SOURCE MATERIAL ▸
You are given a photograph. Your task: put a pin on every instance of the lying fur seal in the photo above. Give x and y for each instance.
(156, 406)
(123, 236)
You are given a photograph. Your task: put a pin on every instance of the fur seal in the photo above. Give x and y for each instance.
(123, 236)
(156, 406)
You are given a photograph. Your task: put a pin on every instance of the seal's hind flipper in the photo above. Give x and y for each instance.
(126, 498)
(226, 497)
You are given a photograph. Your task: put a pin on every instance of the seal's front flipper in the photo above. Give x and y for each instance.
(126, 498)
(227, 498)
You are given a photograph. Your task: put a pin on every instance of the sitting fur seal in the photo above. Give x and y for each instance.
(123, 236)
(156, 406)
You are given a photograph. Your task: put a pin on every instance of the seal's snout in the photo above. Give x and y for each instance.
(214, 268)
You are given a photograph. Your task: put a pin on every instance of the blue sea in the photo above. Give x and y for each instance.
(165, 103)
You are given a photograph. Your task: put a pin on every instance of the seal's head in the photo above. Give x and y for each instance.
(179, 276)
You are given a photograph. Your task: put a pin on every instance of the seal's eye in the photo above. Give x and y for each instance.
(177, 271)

SET PROBLEM ▸ Rewrite all of the material above, changing each occurrence of "fur seal" to "sea lion" and keeping every other part the same.

SOLUTION TO THE EXERCISE ▸
You are given a photograph. Your task: put a pin on every instance of the lying sea lion in the photo above. Give x and y for each instance.
(156, 406)
(123, 236)
You are given a photograph. Your task: put a pin on every instance of the sea lion in the photo above. Give x and y for each instance.
(123, 236)
(156, 406)
You are given a photograph. Your task: put a pin on every instance of the seal's hind flipper in the photo above. Give x and y for each instance.
(126, 498)
(226, 497)
You are given a photograph. Your task: put a pin on every instance of the seal's front flipper in the photo above. Give x and y for each instance.
(126, 498)
(227, 498)
You are given a photograph. Your task: put a pin on every instance of the sitting sea lion in the photo above. Give x and y for each instance.
(123, 236)
(156, 406)
You are given a photograph. Your task: put a pin on every instance of the seal's snout in the photo above. Give x and y for each instance.
(214, 268)
You are given a photograph. Your task: put a pin on every instance of the blue sea in the photo above. Give x and y for each instance.
(165, 103)
You are given a photograph. Your task: put a pin on every instance of the seal's head in the photo above. Give x and y for each instance.
(179, 276)
You are given a photograph. Your task: put a pin on every instance of the seal's eye in the photo above. Give x and y for each instance.
(177, 271)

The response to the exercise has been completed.